# [PROBLEM DESCRIPTION]
Work through the records that follow and return each line containing the word "below".

# [THE DATA]
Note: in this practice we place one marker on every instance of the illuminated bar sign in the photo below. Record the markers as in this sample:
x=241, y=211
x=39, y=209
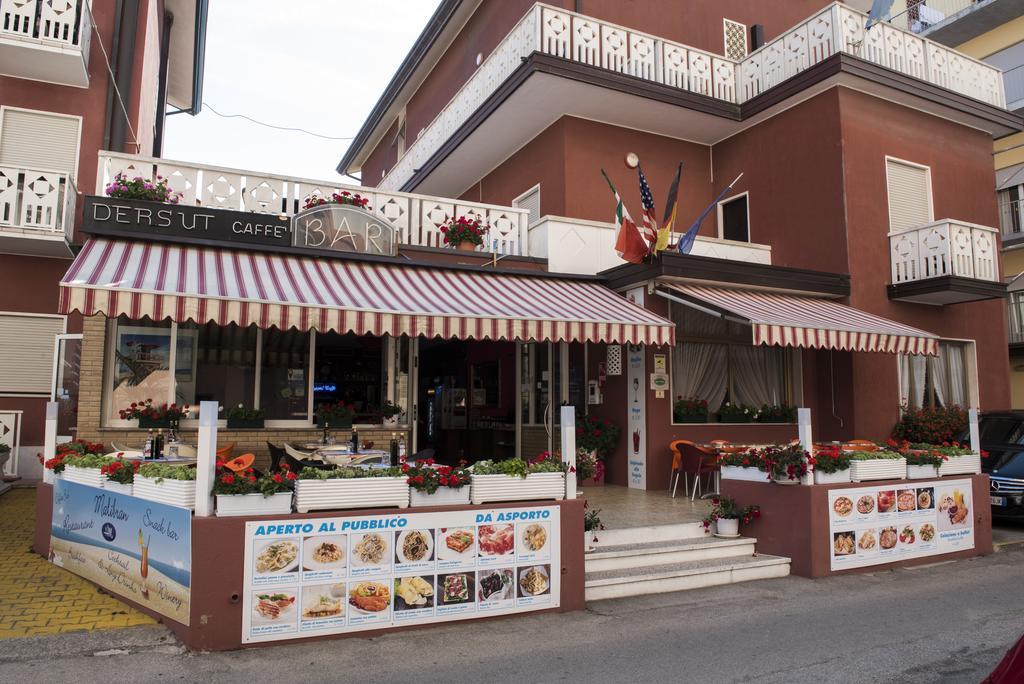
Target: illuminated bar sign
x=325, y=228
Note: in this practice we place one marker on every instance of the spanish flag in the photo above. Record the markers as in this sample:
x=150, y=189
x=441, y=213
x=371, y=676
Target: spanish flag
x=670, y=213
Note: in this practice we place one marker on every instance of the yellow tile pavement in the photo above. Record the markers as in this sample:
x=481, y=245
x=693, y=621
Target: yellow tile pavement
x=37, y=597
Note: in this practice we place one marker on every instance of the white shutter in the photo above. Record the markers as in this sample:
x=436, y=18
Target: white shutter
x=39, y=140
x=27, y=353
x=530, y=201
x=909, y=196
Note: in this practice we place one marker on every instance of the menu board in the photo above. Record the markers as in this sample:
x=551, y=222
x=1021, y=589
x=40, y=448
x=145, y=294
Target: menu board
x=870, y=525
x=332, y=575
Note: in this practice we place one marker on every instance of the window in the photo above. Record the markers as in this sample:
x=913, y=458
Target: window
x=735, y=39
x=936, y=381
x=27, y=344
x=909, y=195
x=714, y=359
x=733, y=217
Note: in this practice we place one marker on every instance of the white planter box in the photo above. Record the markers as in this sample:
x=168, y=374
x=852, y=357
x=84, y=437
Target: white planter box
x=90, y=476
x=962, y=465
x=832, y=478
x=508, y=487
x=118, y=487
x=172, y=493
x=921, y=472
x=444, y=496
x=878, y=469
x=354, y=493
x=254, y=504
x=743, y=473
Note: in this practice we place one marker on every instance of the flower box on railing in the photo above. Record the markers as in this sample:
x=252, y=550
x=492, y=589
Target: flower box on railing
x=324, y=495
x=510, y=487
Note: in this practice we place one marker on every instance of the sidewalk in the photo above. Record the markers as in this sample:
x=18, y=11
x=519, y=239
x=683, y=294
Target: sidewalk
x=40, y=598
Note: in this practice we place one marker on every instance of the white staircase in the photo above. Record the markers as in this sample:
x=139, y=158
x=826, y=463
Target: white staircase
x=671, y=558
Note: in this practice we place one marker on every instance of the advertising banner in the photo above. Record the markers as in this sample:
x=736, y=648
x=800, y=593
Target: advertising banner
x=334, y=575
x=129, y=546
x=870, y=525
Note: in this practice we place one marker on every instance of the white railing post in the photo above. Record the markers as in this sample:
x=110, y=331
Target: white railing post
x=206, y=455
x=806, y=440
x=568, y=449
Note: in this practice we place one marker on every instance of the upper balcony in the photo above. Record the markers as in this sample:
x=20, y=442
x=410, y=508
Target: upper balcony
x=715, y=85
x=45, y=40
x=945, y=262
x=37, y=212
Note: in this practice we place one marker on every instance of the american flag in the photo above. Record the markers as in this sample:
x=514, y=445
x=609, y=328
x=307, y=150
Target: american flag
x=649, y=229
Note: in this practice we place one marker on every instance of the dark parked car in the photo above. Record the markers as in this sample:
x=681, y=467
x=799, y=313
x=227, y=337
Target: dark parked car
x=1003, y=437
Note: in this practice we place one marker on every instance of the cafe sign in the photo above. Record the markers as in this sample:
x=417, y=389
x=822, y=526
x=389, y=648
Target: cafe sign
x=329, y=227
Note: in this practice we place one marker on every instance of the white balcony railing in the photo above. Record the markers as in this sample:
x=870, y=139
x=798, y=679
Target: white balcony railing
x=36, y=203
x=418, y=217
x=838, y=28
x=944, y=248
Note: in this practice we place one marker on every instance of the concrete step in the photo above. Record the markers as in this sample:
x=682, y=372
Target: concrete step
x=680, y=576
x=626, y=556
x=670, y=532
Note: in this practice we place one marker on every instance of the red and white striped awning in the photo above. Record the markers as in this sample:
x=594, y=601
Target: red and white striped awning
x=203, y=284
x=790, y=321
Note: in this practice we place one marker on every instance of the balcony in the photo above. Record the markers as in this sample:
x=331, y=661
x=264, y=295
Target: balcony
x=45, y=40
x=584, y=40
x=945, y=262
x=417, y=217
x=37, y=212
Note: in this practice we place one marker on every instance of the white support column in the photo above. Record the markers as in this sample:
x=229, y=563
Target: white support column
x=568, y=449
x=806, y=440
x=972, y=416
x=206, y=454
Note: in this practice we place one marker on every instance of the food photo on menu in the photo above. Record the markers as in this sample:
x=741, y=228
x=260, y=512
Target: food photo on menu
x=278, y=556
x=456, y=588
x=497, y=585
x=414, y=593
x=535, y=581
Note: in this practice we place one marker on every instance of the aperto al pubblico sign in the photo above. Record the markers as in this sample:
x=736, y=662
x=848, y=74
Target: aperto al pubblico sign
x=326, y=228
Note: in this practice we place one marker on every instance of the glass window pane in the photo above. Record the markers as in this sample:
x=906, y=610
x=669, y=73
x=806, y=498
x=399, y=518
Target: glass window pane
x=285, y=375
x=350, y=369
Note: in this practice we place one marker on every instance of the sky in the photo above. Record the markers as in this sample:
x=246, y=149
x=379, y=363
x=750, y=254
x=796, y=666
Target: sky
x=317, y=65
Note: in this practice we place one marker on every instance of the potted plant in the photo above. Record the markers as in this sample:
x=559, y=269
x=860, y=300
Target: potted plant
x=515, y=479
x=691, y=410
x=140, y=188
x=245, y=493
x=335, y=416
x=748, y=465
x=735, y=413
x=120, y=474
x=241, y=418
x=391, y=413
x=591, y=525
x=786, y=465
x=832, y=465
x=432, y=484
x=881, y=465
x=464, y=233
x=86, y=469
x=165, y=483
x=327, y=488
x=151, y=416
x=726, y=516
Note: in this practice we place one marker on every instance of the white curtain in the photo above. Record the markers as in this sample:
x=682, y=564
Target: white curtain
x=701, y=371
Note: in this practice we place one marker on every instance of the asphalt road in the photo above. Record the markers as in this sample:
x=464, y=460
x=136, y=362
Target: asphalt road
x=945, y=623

* * *

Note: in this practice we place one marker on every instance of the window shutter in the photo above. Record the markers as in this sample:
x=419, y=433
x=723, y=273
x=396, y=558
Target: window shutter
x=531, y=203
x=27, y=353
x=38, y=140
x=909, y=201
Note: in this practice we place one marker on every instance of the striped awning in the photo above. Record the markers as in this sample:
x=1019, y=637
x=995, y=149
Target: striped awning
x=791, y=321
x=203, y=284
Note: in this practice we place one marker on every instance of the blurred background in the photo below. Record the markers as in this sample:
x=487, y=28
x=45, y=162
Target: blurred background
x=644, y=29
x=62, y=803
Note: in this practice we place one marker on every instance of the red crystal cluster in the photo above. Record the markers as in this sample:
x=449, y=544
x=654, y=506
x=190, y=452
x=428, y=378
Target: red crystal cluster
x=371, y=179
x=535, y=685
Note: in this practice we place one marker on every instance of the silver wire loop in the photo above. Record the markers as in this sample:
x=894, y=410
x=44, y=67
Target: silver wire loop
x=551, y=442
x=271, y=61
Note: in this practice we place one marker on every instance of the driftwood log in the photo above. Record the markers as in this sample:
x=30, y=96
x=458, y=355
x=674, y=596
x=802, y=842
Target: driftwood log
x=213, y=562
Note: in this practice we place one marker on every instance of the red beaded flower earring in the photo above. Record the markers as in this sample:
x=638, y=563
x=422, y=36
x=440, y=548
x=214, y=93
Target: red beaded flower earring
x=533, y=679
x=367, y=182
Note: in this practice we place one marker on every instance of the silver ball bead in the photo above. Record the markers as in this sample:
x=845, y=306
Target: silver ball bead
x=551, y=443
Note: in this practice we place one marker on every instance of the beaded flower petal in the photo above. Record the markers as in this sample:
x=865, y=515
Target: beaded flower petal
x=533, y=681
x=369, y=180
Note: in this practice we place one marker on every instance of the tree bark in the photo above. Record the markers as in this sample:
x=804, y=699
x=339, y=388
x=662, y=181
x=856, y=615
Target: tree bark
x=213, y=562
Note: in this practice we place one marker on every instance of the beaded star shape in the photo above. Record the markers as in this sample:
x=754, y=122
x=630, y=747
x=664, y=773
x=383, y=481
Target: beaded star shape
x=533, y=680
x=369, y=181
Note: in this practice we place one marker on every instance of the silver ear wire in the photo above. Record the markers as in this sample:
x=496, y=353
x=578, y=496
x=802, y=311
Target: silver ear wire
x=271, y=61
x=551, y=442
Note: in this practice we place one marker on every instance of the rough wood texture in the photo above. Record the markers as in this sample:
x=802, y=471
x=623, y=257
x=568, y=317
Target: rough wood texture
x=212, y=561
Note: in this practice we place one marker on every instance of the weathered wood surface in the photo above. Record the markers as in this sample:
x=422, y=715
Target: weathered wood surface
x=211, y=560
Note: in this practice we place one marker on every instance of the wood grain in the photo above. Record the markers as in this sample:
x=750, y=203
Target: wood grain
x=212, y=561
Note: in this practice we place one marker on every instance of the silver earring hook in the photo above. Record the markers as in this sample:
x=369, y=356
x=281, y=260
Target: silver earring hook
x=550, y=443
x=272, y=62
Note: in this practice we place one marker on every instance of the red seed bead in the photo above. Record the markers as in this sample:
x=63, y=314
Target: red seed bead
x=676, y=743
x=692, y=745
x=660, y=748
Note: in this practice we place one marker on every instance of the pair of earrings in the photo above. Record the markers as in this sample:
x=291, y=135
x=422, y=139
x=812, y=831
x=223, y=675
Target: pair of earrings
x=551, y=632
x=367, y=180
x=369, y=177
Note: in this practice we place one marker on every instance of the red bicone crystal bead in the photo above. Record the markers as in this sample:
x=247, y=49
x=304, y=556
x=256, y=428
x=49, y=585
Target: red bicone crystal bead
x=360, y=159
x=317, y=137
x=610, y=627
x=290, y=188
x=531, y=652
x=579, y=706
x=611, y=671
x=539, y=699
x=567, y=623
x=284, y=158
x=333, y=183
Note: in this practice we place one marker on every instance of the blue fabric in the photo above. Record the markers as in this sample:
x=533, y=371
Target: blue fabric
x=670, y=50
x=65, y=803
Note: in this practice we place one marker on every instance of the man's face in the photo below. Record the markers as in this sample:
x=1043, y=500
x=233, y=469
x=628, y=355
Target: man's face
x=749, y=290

# [TASK RESULT]
Note: in this practice we place one marker on every instance of the illuminated bar sign in the photo below. Record the markers as in this sample:
Note: in this practice we place one marker on every instance of the blurred background in the photo below. Record the markers as in this sample:
Note: in this practice we place one marker on every instance of the man's face in the photo below. Record the markers as in this sample:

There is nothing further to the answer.